**Short exercise**. Begin with the line that contains "Could you spot the rusty" and transcribe each line after it, up to and including the last line of the listing below.

[Lines of data]
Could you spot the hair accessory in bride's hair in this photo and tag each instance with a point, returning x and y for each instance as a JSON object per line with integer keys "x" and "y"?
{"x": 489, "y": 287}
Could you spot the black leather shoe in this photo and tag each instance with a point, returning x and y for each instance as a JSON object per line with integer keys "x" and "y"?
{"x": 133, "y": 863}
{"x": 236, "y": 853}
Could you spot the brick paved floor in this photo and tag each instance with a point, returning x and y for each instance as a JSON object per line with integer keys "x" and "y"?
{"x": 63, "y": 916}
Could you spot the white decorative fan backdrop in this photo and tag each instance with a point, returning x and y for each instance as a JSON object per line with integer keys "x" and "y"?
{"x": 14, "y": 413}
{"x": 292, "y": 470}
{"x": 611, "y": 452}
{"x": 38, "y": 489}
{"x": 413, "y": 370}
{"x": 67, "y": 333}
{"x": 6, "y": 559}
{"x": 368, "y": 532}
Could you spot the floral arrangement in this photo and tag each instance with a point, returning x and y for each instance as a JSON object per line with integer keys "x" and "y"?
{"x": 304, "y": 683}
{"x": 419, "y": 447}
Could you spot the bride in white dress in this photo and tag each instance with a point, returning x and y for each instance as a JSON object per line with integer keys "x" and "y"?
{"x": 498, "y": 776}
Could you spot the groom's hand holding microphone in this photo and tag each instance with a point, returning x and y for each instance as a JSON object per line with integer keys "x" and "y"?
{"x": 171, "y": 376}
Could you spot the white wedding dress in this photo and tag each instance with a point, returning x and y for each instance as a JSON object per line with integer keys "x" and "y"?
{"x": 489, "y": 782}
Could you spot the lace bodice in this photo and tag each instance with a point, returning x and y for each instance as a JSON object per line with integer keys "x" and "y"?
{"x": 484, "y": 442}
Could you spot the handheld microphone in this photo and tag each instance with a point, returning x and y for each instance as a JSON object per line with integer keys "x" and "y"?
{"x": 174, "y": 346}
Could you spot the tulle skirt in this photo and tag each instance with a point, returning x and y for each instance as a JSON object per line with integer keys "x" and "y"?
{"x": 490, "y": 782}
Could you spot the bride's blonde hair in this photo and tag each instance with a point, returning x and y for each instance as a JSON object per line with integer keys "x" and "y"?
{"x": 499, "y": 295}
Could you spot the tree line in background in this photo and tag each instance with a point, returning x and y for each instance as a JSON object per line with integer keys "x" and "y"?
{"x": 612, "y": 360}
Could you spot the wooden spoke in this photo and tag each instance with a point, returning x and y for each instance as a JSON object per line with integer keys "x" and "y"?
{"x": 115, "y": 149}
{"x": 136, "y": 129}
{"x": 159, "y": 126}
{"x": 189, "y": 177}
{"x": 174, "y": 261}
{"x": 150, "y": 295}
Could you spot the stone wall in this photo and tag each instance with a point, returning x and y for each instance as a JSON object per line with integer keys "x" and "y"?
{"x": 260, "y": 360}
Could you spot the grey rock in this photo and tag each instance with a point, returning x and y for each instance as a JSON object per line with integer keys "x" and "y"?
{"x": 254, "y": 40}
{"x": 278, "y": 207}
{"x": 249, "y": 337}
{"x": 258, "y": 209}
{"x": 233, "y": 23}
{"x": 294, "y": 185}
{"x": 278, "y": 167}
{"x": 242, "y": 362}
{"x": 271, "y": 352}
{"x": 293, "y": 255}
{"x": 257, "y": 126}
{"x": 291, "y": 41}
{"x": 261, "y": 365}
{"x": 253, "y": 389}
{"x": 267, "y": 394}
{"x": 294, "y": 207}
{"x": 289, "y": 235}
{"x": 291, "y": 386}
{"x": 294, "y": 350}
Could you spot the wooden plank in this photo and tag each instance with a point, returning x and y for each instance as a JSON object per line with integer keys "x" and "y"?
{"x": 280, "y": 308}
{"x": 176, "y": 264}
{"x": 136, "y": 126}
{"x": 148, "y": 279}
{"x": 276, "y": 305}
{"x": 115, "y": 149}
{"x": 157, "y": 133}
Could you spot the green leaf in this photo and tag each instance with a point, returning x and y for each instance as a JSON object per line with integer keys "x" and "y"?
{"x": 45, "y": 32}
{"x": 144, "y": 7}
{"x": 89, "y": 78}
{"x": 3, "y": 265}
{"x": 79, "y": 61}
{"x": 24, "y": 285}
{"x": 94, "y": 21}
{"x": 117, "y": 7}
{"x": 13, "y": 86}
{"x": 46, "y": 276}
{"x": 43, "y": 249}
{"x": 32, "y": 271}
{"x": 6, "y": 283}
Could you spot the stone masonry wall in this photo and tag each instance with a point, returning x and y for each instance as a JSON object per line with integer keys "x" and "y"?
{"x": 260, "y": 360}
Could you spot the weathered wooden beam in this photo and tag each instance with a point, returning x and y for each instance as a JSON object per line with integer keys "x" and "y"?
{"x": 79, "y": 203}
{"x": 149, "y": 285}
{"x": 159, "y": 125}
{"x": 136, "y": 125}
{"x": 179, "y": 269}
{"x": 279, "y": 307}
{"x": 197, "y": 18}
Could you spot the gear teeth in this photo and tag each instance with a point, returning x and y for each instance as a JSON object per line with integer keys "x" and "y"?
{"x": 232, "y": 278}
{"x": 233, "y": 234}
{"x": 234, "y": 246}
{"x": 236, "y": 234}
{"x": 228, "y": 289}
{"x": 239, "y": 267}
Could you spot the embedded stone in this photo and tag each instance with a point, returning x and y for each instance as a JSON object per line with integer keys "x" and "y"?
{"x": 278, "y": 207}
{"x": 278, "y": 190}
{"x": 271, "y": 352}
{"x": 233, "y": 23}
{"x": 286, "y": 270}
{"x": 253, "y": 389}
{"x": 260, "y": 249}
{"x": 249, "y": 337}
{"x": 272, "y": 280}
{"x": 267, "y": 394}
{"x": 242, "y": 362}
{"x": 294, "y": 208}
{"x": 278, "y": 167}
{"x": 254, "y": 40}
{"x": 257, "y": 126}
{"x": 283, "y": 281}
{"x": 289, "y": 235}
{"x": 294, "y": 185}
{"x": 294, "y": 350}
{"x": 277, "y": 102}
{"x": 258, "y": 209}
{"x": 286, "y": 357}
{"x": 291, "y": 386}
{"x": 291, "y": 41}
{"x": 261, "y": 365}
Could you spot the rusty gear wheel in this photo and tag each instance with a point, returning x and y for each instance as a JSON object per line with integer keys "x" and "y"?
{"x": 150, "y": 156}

**Result of this task**.
Could you spot the rusty gear wheel in this photo and tag each instance with a point, returning x and y for each instance as a JSON object per line with integer keys "x" and "y"?
{"x": 150, "y": 156}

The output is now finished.